_Records supplied:_
:::

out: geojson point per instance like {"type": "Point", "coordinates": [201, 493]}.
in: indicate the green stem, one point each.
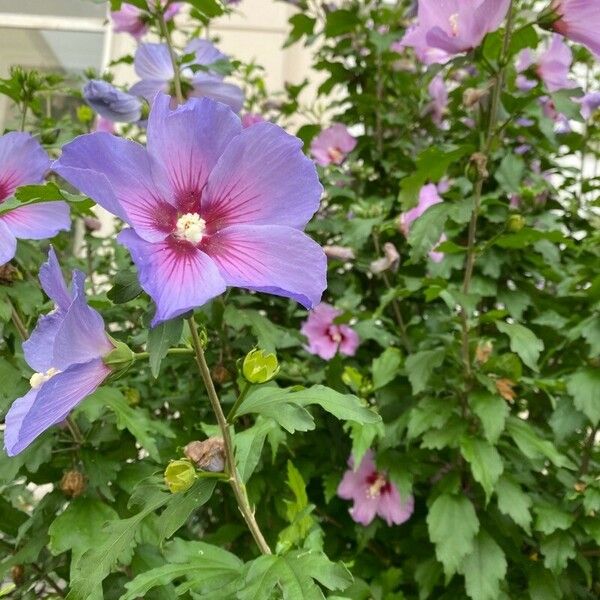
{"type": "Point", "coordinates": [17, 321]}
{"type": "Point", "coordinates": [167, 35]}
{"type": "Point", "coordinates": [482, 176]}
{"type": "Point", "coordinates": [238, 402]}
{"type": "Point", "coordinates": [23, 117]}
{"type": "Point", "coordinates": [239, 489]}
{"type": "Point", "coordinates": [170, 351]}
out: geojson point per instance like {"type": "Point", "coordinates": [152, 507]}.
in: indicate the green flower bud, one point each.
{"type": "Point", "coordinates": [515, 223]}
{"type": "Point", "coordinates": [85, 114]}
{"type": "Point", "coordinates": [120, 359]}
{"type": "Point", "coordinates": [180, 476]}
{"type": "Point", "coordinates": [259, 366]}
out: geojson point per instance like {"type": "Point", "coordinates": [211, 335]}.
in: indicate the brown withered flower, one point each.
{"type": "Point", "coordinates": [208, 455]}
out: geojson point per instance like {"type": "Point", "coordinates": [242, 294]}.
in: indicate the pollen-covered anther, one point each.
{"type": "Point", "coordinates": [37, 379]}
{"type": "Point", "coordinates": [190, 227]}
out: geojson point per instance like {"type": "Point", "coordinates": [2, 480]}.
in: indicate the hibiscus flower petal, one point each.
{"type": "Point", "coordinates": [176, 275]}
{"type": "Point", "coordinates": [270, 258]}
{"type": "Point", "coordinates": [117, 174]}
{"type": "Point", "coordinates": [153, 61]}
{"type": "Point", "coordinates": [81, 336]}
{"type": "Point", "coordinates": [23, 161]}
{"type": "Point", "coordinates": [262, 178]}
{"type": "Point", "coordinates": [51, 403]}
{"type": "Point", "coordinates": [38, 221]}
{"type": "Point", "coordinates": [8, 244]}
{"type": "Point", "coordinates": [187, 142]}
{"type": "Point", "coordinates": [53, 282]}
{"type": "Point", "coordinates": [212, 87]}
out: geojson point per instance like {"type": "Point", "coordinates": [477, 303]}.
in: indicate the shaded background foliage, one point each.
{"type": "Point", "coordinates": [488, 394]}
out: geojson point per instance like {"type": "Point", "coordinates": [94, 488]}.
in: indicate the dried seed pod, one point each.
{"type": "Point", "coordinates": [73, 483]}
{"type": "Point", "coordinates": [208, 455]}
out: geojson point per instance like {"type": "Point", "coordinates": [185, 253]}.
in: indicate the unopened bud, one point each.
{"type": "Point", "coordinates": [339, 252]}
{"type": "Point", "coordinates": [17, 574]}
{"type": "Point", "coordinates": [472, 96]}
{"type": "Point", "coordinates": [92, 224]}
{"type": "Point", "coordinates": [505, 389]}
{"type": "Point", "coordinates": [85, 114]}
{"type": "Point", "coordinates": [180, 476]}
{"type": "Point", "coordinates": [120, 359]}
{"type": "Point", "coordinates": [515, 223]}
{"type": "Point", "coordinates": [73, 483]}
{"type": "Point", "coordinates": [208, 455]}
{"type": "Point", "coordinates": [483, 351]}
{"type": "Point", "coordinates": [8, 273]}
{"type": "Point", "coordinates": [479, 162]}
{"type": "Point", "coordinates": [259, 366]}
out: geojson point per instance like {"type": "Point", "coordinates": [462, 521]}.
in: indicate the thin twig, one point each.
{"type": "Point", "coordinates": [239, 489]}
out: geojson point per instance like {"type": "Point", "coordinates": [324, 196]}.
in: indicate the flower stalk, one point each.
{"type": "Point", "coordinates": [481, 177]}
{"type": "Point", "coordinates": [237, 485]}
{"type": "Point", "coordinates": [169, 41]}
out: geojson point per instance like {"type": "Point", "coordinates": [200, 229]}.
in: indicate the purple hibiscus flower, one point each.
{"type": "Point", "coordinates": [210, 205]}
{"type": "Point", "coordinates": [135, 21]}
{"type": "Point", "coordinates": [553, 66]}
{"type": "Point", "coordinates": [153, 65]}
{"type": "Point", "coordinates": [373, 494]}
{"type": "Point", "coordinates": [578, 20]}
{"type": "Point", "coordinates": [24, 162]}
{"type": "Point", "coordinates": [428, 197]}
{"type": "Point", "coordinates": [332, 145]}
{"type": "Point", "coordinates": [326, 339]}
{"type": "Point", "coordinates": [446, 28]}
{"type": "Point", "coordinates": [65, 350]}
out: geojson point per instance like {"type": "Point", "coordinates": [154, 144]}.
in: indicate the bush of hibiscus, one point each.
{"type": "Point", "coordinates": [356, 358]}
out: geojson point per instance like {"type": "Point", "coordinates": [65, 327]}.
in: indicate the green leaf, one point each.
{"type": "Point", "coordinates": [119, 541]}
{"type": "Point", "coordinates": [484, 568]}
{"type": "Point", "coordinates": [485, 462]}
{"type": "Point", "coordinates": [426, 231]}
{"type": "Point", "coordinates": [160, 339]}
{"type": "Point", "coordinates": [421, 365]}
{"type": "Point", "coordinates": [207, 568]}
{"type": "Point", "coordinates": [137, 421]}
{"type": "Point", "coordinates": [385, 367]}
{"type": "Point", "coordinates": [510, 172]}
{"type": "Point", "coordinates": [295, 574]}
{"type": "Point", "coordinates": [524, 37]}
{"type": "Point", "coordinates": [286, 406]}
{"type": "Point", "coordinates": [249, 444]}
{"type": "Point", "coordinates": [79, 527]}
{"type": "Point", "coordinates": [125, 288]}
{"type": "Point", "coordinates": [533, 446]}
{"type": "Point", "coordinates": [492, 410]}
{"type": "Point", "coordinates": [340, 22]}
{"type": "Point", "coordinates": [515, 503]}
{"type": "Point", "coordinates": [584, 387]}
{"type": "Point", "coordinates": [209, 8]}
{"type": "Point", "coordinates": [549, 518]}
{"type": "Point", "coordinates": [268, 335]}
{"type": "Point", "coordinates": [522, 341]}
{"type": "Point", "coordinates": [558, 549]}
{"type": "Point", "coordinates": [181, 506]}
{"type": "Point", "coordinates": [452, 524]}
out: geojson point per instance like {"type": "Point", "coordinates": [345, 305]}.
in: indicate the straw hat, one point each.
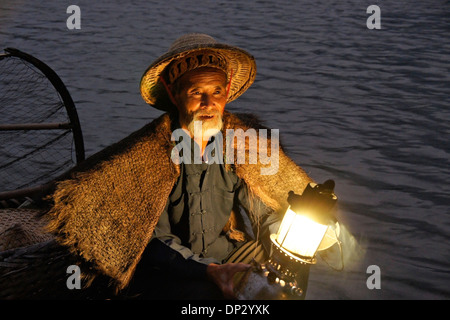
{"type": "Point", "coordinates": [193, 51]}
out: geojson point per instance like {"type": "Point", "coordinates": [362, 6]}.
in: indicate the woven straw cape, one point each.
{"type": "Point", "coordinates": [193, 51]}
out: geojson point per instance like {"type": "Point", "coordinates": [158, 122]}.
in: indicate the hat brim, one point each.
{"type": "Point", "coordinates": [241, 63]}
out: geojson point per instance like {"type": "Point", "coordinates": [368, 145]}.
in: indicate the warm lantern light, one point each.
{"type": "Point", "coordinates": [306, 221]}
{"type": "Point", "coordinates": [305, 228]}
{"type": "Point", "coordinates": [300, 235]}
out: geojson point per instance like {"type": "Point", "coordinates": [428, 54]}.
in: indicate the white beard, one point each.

:::

_Objective:_ Quote each record exactly as it stands, minus the pictures.

_Correct answer:_
out: geojson point per instance like {"type": "Point", "coordinates": [201, 493]}.
in: indicate the green stem, one point each.
{"type": "Point", "coordinates": [17, 321]}
{"type": "Point", "coordinates": [167, 35]}
{"type": "Point", "coordinates": [482, 176]}
{"type": "Point", "coordinates": [238, 402]}
{"type": "Point", "coordinates": [23, 117]}
{"type": "Point", "coordinates": [239, 489]}
{"type": "Point", "coordinates": [170, 351]}
out: geojson point per instance like {"type": "Point", "coordinates": [152, 507]}.
in: indicate the green flower bud, one point each.
{"type": "Point", "coordinates": [515, 223]}
{"type": "Point", "coordinates": [85, 114]}
{"type": "Point", "coordinates": [120, 359]}
{"type": "Point", "coordinates": [180, 476]}
{"type": "Point", "coordinates": [259, 366]}
out: geojson point per instance like {"type": "Point", "coordinates": [211, 335]}.
in: indicate the brown withered flower, one point each.
{"type": "Point", "coordinates": [208, 455]}
out: geojson point per instance like {"type": "Point", "coordinates": [242, 294]}.
in: indicate the pollen-covered anther, one point each.
{"type": "Point", "coordinates": [37, 379]}
{"type": "Point", "coordinates": [190, 227]}
out: geojson point per instance like {"type": "Point", "coordinates": [2, 480]}.
in: indicate the hibiscus flower petal, one point each.
{"type": "Point", "coordinates": [176, 275]}
{"type": "Point", "coordinates": [270, 258]}
{"type": "Point", "coordinates": [117, 174]}
{"type": "Point", "coordinates": [153, 61]}
{"type": "Point", "coordinates": [81, 336]}
{"type": "Point", "coordinates": [23, 161]}
{"type": "Point", "coordinates": [262, 178]}
{"type": "Point", "coordinates": [51, 403]}
{"type": "Point", "coordinates": [38, 221]}
{"type": "Point", "coordinates": [8, 244]}
{"type": "Point", "coordinates": [187, 142]}
{"type": "Point", "coordinates": [53, 282]}
{"type": "Point", "coordinates": [212, 87]}
out: geojson point per instance like {"type": "Point", "coordinates": [477, 303]}.
in: indicate the shaded background foliage, one point each.
{"type": "Point", "coordinates": [488, 394]}
out: geojson point per instance like {"type": "Point", "coordinates": [94, 488]}.
in: indicate the dried seed pod, one point each.
{"type": "Point", "coordinates": [73, 483]}
{"type": "Point", "coordinates": [208, 455]}
out: geojson point per instance like {"type": "Point", "coordinates": [185, 253]}.
in: indicate the unopened bud, one point each.
{"type": "Point", "coordinates": [339, 252]}
{"type": "Point", "coordinates": [17, 574]}
{"type": "Point", "coordinates": [472, 96]}
{"type": "Point", "coordinates": [92, 224]}
{"type": "Point", "coordinates": [505, 389]}
{"type": "Point", "coordinates": [85, 114]}
{"type": "Point", "coordinates": [180, 476]}
{"type": "Point", "coordinates": [120, 359]}
{"type": "Point", "coordinates": [515, 223]}
{"type": "Point", "coordinates": [73, 483]}
{"type": "Point", "coordinates": [208, 455]}
{"type": "Point", "coordinates": [483, 351]}
{"type": "Point", "coordinates": [8, 273]}
{"type": "Point", "coordinates": [479, 162]}
{"type": "Point", "coordinates": [259, 366]}
out: geojson point per instance like {"type": "Point", "coordinates": [462, 521]}.
in: indicate the thin twig, one point each.
{"type": "Point", "coordinates": [239, 489]}
out: geojson point per instance like {"type": "Point", "coordinates": [324, 196]}.
in: indicate the flower stalk, one point each.
{"type": "Point", "coordinates": [481, 177]}
{"type": "Point", "coordinates": [237, 485]}
{"type": "Point", "coordinates": [169, 41]}
out: geojson point per instance like {"type": "Point", "coordinates": [200, 229]}.
in: indicate the purple hibiscus flower, one point each.
{"type": "Point", "coordinates": [210, 205]}
{"type": "Point", "coordinates": [135, 21]}
{"type": "Point", "coordinates": [553, 66]}
{"type": "Point", "coordinates": [153, 65]}
{"type": "Point", "coordinates": [373, 494]}
{"type": "Point", "coordinates": [578, 20]}
{"type": "Point", "coordinates": [24, 162]}
{"type": "Point", "coordinates": [428, 197]}
{"type": "Point", "coordinates": [332, 145]}
{"type": "Point", "coordinates": [326, 339]}
{"type": "Point", "coordinates": [446, 28]}
{"type": "Point", "coordinates": [65, 350]}
out: geojson point per instance like {"type": "Point", "coordinates": [154, 144]}.
in: indicate the bush of hibiscus, one point each.
{"type": "Point", "coordinates": [356, 358]}
out: geojson point per instance like {"type": "Point", "coordinates": [65, 327]}.
in: indicate the green leaf, one point each.
{"type": "Point", "coordinates": [119, 541]}
{"type": "Point", "coordinates": [484, 568]}
{"type": "Point", "coordinates": [485, 462]}
{"type": "Point", "coordinates": [426, 231]}
{"type": "Point", "coordinates": [160, 339]}
{"type": "Point", "coordinates": [421, 365]}
{"type": "Point", "coordinates": [207, 568]}
{"type": "Point", "coordinates": [137, 421]}
{"type": "Point", "coordinates": [385, 367]}
{"type": "Point", "coordinates": [510, 172]}
{"type": "Point", "coordinates": [295, 574]}
{"type": "Point", "coordinates": [524, 37]}
{"type": "Point", "coordinates": [286, 406]}
{"type": "Point", "coordinates": [249, 444]}
{"type": "Point", "coordinates": [79, 527]}
{"type": "Point", "coordinates": [125, 288]}
{"type": "Point", "coordinates": [533, 446]}
{"type": "Point", "coordinates": [492, 410]}
{"type": "Point", "coordinates": [340, 22]}
{"type": "Point", "coordinates": [515, 503]}
{"type": "Point", "coordinates": [584, 387]}
{"type": "Point", "coordinates": [209, 8]}
{"type": "Point", "coordinates": [549, 518]}
{"type": "Point", "coordinates": [268, 335]}
{"type": "Point", "coordinates": [522, 341]}
{"type": "Point", "coordinates": [558, 549]}
{"type": "Point", "coordinates": [181, 506]}
{"type": "Point", "coordinates": [452, 524]}
out: geojson point per instance like {"type": "Point", "coordinates": [345, 305]}.
in: indicate the straw hat, one point each.
{"type": "Point", "coordinates": [193, 51]}
out: geojson point per instance like {"type": "Point", "coordinates": [362, 6]}.
in: indicate the woven straw cape, one point each.
{"type": "Point", "coordinates": [193, 51]}
out: geojson point per instance like {"type": "Point", "coordinates": [158, 122]}.
in: indicate the hat brim, one point each.
{"type": "Point", "coordinates": [241, 63]}
out: geojson point per instance like {"type": "Point", "coordinates": [368, 145]}.
in: indicate the warm lantern light, one point each.
{"type": "Point", "coordinates": [306, 221]}
{"type": "Point", "coordinates": [305, 228]}
{"type": "Point", "coordinates": [300, 235]}
out: geojson point per instance like {"type": "Point", "coordinates": [428, 54]}.
in: indicate the white beard, one point each.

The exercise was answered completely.